Reading text:
Hot temperatures causing problems for local firefighters

Local firefighters try to keep cool in the heat after fireman passes out fighting fire

Posted:
A firefighter collapsed Wednesday responding to a fire. A firefighter collapsed Wednesday responding to a fire.
"You have three layers of clothing," explained Knoxville firefighter Al Ludwig. "It's very insulated. You have a cotton-type quilting material and the middle layer is plastic, so the barriers are trapping your own body heat." "You have three layers of clothing," explained Knoxville firefighter Al Ludwig. "It's very insulated. You have a cotton-type quilting material and the middle layer is plastic, so the barriers are trapping your own body heat."
A firefighter cools off with the mist feature on the truck. A firefighter cools off with the mist feature on the truck.

By JOSH AULT
6 News Reporter

KNOXVILLE (WATE) - Three volunteer firefighters in Anderson County become overwhelmed by the heat while battling a fire Wednesday.

One of those firefighters even sent to the hospital after passing out.

Input data:
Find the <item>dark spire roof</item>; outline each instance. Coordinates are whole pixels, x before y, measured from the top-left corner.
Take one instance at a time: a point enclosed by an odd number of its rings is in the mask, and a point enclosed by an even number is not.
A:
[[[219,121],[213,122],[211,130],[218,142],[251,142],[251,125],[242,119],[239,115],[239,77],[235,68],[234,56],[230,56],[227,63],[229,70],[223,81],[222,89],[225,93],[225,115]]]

* * *

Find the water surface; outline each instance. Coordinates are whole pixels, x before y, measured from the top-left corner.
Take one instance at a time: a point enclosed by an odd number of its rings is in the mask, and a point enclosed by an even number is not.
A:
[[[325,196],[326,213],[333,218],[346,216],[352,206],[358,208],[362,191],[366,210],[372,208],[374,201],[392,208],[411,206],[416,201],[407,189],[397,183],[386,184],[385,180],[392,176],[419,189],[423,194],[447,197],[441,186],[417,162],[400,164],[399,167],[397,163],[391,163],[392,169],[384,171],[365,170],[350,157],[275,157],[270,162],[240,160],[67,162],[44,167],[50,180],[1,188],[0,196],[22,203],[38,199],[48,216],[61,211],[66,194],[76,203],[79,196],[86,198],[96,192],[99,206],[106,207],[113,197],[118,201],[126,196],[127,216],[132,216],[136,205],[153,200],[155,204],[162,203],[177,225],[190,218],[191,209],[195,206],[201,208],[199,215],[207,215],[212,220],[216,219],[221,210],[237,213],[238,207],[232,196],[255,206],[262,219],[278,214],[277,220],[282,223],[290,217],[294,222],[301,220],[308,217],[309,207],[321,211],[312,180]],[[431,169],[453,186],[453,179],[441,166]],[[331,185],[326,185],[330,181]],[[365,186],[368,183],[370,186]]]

Activities:
[a] Answer these questions using the article on firefighters and the heat:
(i) According to Al Ludwig, how many layers of clothing do firefighters wear?
(ii) How many volunteer firefighters in Anderson County were overwhelmed by the heat on Wednesday?
(iii) What feature on the truck does a firefighter use to cool off?
[b] Extend the news article about firefighters and the heat, continuing after its last sentence.

Answers to each task:
[a]
(i) Three layers.
(ii) Three.
(iii) The mist feature.

[b]
The flames sparked Wednesday evening at European Import Auto Parts on Clinton Highway.

Two of the firefighters were treated at the scene, while the third has now been released from the hospital and is recovering at home.

Wednesday's scare puts a big spotlight on the dangers of fighting fires during these hot summer months.  

Knoxville Fire Department Captain DJ Corcoran says they work hard to make sure their firefighters stay hydrated, but sometimes it is very hard to do when the temperatures get into the 90s.

He say their number one priority is to make sure their firefighters stay hydrated before and during an actual fire.    

What makes fighting fires so dangerous in the summer months is all the gear you have to wear.

"You have three layers of clothing," explained Knoxville firefighter Al Ludwig. "It's very insulated. You have a cotton-type quilting material and the middle layer is plastic, so the barriers are trapping your own body heat."

Ludwig says within 15 minutes of working at a fire, a firefighter's body temperature can increase to well over 100 degrees.

Along with having plenty of water, many area firetrucks also have nozzles that provide a mist for firefighters to cool down in.

Firefighters also make sure to rotate and to take plenty of breaks while battling a blaze.

For volunteer firefighters, getting a break is sometimes difficult.

"We don't have a lot of the man power," said Claxton Volunteer Fire Department assistant chief Chip Johnson.

Johnson says they only have 25 volunteers with their department, and many of them have worked all day before coming to work on a fire.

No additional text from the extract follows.